Фрагмент текста
»»
Теория культуры
Шрифт:
Человек этого уровня не монстр и не злодей, ему могут быть свойственны и чувство жалости, и порывы милосердия. В романе М. Булгакова «Мастер и Маргарита» Воланд, характеризуя обычное московское народонаселение, часть которого собралась на представление в варьете, говорит о них: «Ну что же… люди как люди. Любят деньги, ну что ж… и милосердие иногда стучится в их сердца… обыкновенные люди…». [124] Но и жалость, и милосердие, и прочие нравственные порывы душ у этих людей неустойчивы и проявляются зачастую в грубой форме, порой даже оскорбительной. Потому что деликатность, такт – это слишком тонкие для них материи. Человек бывает уверен, что, если он пожалел, проявил милосердие (в какой бы форме это ни выразилось), тот, кого он пожалел, должен быть благодарен. Вообще на этом уровне развито ощущение долга других по отношению к себе, а вот чувство своего долга ограничено. Во–первых, тем, по отношению к кому или к чему именно у человека есть долг. Обычно речь идет о близких (отцовский, материнский, сыновний, дочерний долг). Во–вторых, этот долг очерчен гранью, за которой он начинает
124
Булгаков М. Мастер и Маргарита // Булгаков М. Романы. М., 1987. С. 495.
Стыд, совесть как внутренние регуляторы отношений и поведения могут проявиться на этом уровне культуры, но в ослабленном виде, и сравнительно легко преодолеваются: «стыд – не дым, глаза не ест». От мучений совести стараются так или иначе избавиться, или оправдывая себя, находя других виноватых, или даже подвергая сомнению ценность самой совести. Один из героев О. Уайльда говорит, что совесть и трусость – это одно и то же, совесть – только вывеска фирмы.
Тем не менее у человека низшего уровня культуры, безусловно, есть какая–то нравственная оформленность отношений и действий. Ведь из достижений цивилизации что–то им понято, как–то освоены элементарные проявления культуры социума, в котором он живет. Но говорить о нравственной культуре применительно к этому уровню проблематично, поскольку человек находится как бы на грани культуры и бескультурья. На этой грани возможно нравственное лицемерие, например, человек может проявлять излишнюю заботу о моральных качествах других людей и подчеркивать соблюдение им самим всех правил приличия. А в действительности в этом человеке существует лишь минимум нравственности. Он может соблюдать правила приличия и хорошего тона, не быть жестоким или проявлять жестокость только справедливо и обоснованно, быть в меру добрым. А если такой человек и нарушает какие–то нормы нравственности, то не разрушительно для своего общества.
««
Задание 1
С чем, согласно фрагменту, один из героев О. Уайльда отождествляет совесть?
Задание 2
Перечислите все виды долга перед близкими, которые названы во фрагменте в скобках.
Записи из исходных данных для работы с фрагментом не нужны.

Исходные данные
»»
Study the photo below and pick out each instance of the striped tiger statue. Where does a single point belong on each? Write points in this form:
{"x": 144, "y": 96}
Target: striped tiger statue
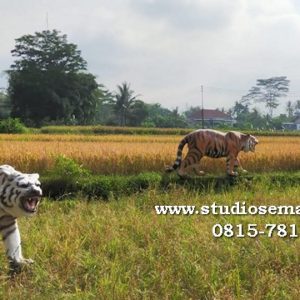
{"x": 215, "y": 144}
{"x": 20, "y": 195}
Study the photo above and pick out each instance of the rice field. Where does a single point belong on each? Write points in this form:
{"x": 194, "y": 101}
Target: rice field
{"x": 132, "y": 154}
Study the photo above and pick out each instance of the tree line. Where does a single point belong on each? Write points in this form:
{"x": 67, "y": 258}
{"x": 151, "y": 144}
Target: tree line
{"x": 49, "y": 83}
««
Ответ 1
С трусостью.

Ответ 2
Отцовский, материнский, сыновний, дочерний.